Tarefa 1: No trecho sobre Plínio Morais, onde nasceram os quatro avós dele?
Tarefa 2: Diga se cada afirmação concorda com o trecho sobre Plínio Morais e cite as palavras do trecho que decidem. (a) Maria Carmelina, avó materna de Plínio Morais, faleceu aos 79 anos. (b) Maria Carmelina foi para a Capital junto com o marido. (c) Plínio Morais defende a educação pública.

Trecho da página:
Presença e resistência
Tendo crescido numa família bastante unida, o ator e professor de artes Plínio Morais igualmente traz à superfície relatos de fartos aprendizados passados de geração em geração. Conta que os quatro avós nasceram no sertão cearense, mudando para Fortaleza em busca de melhores condições de vida. Esse êxodo até hoje mexe com ele, ao mesmo tempo que evoca aprendizados.
“Minha avó materna, Maria Carmelina, falecida aos 79 anos, saiu sozinha com os seis filhos para a Capital depois do falecimento de meu avô, seu esposo. Suou muito varrendo rua pra poder dar comida e educação para minha mãe, tia e tios. Hoje, percebo o quanto isso me atravessa. É graças a eles que estudei pra ser artista, que reconheço a educação como ferramenta transformadora de realidades e defendo a educação pública”, sublinha.

Entradas do conjunto de dados:

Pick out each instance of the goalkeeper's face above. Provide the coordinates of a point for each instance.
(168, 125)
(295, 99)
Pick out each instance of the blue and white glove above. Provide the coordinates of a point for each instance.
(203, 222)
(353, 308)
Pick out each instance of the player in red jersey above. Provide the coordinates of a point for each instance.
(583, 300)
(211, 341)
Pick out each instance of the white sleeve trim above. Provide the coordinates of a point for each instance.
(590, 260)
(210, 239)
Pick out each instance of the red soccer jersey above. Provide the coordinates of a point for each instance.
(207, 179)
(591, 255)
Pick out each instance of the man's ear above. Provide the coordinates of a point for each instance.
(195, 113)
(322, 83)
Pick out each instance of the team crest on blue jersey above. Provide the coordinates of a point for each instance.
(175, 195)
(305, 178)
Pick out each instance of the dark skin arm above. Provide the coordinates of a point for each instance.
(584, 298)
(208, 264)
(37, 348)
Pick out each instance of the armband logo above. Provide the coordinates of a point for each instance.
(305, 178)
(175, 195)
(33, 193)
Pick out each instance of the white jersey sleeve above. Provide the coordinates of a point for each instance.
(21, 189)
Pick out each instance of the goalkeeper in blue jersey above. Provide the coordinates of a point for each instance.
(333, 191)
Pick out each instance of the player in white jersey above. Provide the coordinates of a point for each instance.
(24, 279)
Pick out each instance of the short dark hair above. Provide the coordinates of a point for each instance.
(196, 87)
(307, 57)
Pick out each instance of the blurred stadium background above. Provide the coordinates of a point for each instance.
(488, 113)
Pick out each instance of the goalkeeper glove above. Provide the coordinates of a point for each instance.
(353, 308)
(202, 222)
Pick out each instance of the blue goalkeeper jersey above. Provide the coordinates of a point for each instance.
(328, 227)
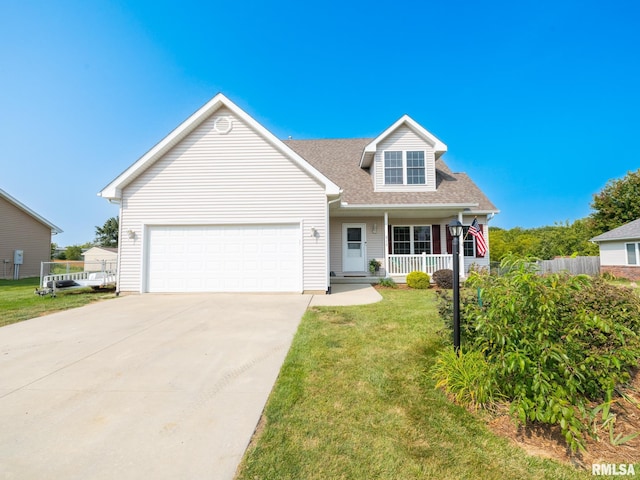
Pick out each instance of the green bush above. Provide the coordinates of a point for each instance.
(443, 278)
(556, 342)
(388, 282)
(418, 280)
(467, 377)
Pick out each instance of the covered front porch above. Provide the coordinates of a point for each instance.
(400, 241)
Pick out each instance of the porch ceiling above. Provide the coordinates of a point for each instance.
(399, 211)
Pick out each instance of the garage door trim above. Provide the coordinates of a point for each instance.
(290, 281)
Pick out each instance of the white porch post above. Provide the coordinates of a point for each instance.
(461, 265)
(386, 244)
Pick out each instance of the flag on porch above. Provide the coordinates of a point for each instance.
(481, 244)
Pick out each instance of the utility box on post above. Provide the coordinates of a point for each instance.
(18, 259)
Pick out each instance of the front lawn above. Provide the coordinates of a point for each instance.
(354, 400)
(18, 301)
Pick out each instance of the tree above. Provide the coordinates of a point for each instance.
(616, 204)
(559, 240)
(73, 252)
(107, 235)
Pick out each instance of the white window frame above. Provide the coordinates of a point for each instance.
(411, 239)
(637, 253)
(405, 177)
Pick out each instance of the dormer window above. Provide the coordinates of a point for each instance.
(404, 168)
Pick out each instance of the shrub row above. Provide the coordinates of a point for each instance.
(552, 344)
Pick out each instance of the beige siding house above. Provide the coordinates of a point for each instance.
(222, 205)
(97, 259)
(24, 231)
(620, 251)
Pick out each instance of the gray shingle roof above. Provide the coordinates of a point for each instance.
(628, 231)
(339, 160)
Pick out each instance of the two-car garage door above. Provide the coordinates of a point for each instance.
(224, 258)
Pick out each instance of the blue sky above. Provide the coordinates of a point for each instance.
(539, 102)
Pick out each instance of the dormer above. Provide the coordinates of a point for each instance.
(402, 158)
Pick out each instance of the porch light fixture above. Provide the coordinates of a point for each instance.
(456, 229)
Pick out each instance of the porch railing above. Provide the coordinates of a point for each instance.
(404, 264)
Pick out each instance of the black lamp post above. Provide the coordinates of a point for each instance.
(456, 229)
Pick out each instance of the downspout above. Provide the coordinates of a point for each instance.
(461, 247)
(327, 229)
(118, 264)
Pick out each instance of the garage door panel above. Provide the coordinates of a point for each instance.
(250, 258)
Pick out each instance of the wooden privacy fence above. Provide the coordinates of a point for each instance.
(574, 265)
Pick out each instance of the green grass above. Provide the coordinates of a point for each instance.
(354, 400)
(18, 301)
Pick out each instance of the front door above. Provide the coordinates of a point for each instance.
(354, 246)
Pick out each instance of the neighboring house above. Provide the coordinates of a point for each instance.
(23, 230)
(97, 259)
(620, 251)
(221, 204)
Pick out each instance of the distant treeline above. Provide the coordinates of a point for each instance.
(559, 240)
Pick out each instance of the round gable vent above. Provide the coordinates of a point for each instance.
(222, 125)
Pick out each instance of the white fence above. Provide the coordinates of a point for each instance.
(574, 266)
(404, 264)
(85, 274)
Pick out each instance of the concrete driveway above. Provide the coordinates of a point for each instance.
(144, 386)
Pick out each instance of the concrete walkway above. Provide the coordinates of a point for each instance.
(347, 294)
(145, 386)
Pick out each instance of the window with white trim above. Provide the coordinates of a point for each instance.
(411, 239)
(404, 168)
(469, 246)
(633, 253)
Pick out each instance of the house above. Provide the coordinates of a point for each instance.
(222, 205)
(25, 239)
(97, 259)
(620, 251)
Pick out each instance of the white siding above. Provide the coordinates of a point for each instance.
(213, 179)
(613, 253)
(404, 139)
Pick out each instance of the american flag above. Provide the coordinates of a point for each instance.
(481, 244)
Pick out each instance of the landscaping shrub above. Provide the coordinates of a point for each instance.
(388, 282)
(555, 343)
(468, 377)
(418, 280)
(443, 278)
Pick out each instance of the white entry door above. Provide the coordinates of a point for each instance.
(354, 247)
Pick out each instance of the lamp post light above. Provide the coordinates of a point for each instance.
(456, 229)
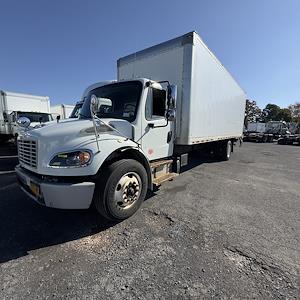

Resposta esperada 1: No sertão cearense.

Resposta esperada 2:
(a) Sim: “falecida aos 79 anos”.
(b) Não: “saiu sozinha com os seis filhos para a Capital depois do falecimento de meu avô”.
(c) Sim: “defendo a educação pública”.